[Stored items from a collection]
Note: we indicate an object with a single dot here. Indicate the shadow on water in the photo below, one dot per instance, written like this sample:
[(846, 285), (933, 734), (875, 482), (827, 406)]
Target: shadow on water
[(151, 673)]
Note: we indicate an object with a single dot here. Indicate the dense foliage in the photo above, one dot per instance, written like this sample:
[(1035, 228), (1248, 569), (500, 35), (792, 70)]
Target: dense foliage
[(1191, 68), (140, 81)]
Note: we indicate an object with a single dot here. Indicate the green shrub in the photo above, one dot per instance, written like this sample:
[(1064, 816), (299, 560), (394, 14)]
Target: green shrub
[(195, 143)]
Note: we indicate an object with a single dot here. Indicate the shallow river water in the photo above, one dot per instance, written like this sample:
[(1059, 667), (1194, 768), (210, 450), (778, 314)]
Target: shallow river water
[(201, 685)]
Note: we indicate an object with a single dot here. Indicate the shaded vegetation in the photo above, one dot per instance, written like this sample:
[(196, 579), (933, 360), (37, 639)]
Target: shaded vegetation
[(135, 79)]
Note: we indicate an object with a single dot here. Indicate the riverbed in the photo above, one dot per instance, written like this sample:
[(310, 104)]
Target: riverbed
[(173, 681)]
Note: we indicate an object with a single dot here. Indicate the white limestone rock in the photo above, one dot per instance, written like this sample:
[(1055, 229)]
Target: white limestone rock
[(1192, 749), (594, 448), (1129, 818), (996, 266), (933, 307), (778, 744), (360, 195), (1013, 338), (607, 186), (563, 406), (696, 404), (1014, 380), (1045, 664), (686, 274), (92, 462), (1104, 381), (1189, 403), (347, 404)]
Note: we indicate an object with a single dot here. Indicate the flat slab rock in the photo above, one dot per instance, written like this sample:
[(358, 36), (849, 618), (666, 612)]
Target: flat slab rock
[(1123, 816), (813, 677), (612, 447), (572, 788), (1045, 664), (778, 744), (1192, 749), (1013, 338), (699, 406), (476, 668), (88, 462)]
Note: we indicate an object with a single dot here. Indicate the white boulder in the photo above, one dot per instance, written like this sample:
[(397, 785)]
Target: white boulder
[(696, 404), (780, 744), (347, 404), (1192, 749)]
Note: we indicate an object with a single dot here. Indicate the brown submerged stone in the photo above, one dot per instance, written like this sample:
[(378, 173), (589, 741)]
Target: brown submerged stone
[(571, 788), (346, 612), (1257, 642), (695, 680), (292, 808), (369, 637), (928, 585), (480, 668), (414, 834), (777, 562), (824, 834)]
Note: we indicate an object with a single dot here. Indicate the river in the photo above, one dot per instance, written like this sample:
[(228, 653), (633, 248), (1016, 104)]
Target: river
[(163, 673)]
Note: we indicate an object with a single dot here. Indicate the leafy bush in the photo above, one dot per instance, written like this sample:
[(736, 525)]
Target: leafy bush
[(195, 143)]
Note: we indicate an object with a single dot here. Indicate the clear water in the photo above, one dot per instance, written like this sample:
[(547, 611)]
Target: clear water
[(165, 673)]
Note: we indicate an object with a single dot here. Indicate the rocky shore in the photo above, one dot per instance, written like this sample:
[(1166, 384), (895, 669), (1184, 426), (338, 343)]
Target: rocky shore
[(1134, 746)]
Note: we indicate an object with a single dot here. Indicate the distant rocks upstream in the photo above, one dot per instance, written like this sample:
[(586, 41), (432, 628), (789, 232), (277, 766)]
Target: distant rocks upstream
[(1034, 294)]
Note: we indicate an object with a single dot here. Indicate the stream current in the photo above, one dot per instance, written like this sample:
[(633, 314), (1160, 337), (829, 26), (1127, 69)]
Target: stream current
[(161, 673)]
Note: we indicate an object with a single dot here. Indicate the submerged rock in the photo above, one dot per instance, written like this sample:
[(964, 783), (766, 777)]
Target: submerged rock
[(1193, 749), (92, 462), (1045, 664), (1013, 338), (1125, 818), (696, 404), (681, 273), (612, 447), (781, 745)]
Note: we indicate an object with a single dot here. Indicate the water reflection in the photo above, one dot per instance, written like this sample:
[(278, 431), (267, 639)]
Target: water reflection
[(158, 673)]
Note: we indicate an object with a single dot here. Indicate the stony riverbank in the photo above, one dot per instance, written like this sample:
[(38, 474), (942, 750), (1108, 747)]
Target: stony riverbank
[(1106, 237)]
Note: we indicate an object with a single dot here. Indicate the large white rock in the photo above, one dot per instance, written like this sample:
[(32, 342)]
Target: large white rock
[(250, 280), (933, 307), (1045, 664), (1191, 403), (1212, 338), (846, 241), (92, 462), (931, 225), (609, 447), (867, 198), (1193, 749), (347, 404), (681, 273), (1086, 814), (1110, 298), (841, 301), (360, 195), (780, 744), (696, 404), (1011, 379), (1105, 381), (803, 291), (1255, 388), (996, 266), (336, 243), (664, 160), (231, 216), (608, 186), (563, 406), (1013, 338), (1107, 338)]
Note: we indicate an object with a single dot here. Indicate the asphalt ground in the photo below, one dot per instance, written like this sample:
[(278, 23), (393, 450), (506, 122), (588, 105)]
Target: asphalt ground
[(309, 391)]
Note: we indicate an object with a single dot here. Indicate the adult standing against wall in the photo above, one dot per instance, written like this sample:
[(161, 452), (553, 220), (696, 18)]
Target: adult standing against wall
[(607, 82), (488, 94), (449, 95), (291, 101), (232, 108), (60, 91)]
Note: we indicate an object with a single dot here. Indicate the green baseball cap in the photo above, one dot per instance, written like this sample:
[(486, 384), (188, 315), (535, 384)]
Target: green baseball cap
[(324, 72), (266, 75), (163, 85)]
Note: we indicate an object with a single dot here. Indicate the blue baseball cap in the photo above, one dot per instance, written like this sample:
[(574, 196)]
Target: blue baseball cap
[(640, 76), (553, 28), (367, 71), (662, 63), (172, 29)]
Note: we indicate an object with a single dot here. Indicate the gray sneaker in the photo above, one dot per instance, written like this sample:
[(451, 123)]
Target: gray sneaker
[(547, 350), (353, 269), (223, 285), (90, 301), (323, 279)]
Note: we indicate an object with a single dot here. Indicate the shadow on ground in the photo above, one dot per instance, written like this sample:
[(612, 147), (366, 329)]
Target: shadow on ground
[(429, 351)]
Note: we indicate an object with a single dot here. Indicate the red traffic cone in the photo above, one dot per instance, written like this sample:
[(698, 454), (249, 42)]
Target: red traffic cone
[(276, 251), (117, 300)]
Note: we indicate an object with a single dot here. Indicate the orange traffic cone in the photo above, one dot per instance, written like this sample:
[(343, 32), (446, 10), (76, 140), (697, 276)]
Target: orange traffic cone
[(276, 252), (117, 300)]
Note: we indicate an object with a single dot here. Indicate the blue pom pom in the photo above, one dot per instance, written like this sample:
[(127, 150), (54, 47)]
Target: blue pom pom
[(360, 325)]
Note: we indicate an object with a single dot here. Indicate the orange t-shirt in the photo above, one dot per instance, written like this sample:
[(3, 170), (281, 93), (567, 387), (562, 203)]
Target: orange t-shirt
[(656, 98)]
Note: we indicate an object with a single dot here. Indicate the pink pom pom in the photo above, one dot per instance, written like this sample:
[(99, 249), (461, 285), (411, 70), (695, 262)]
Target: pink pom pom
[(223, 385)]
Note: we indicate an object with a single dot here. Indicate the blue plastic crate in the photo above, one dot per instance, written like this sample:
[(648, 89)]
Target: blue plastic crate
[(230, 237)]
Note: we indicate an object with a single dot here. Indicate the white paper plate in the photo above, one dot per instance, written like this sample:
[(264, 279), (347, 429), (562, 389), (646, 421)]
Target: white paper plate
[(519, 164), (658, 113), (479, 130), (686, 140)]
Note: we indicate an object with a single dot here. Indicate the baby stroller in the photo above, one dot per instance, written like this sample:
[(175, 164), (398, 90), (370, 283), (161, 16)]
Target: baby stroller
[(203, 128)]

◆ Your task: Rewrite the part that opens with the line containing "Indicate the asphalt" and closes with the line containing "108), (60, 91)]", substituting "person leaning on wall" for "adult standing against wall" and leaving everything else as it is. Give only those lines.

◆ Right answer:
Note: we indicate an object with a single dot here. Indicate the asphalt ground in the photo below, one dot per instance, written like this sample:
[(278, 23), (393, 450), (506, 122), (588, 105)]
Target: asphalt ground
[(309, 391)]
Note: we indicate an object with a single dot here. Indicate the person leaning on wall in the photo above, one dot per instance, written like this sample:
[(161, 452), (553, 220), (696, 18)]
Target: person leaning on wall
[(607, 82), (488, 94), (449, 95), (291, 101), (232, 108), (60, 91)]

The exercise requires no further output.